▶ Exercise instructions
Reproduce all of the rows below verbatim, leaving out the picture.

----

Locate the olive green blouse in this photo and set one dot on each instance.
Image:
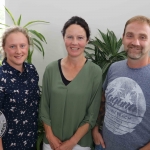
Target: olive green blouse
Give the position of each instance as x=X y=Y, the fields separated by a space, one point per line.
x=66 y=108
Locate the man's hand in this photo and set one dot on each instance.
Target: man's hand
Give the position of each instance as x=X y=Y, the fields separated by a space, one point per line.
x=67 y=145
x=98 y=140
x=54 y=142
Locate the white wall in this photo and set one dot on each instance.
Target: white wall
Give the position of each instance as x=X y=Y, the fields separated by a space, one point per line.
x=99 y=14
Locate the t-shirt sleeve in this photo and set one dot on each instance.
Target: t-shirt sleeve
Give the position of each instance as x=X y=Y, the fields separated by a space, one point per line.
x=93 y=109
x=2 y=93
x=45 y=100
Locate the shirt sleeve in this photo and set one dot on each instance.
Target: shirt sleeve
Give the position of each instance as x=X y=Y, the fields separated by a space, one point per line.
x=45 y=100
x=93 y=109
x=2 y=94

----

▶ Answer to this problem
Locate the olive green blouse in this photo and set one dot on each instance.
Image:
Target: olive green blouse
Give the position of each instance as x=X y=Y, the fields separated by a space, one point per line.
x=66 y=108
Locate the man's hand in this photo and set one dot on each instance.
Target: man's hand
Give the position of each instance as x=X y=Y, the fields separated by a space, one point per line.
x=67 y=145
x=98 y=140
x=54 y=142
Locate the white wall in this photo and set one dot on each instance.
Target: white wall
Give the position of each instance as x=X y=Y, the fields separated by a space, one point per line.
x=99 y=14
Locate the t-shirt sleeve in this photo and set one dot on each instance.
Target: t-shirt sleeve
Give the position of each instance as x=X y=Y, the fields separated by a space, one point per line.
x=93 y=109
x=2 y=93
x=45 y=100
Locate the shirt sleeve in this photo and set one dot on each instance.
Target: shirt sleeve
Give the position of each instance as x=X y=Y, the fields separated by a space, one point per line.
x=45 y=100
x=93 y=109
x=2 y=94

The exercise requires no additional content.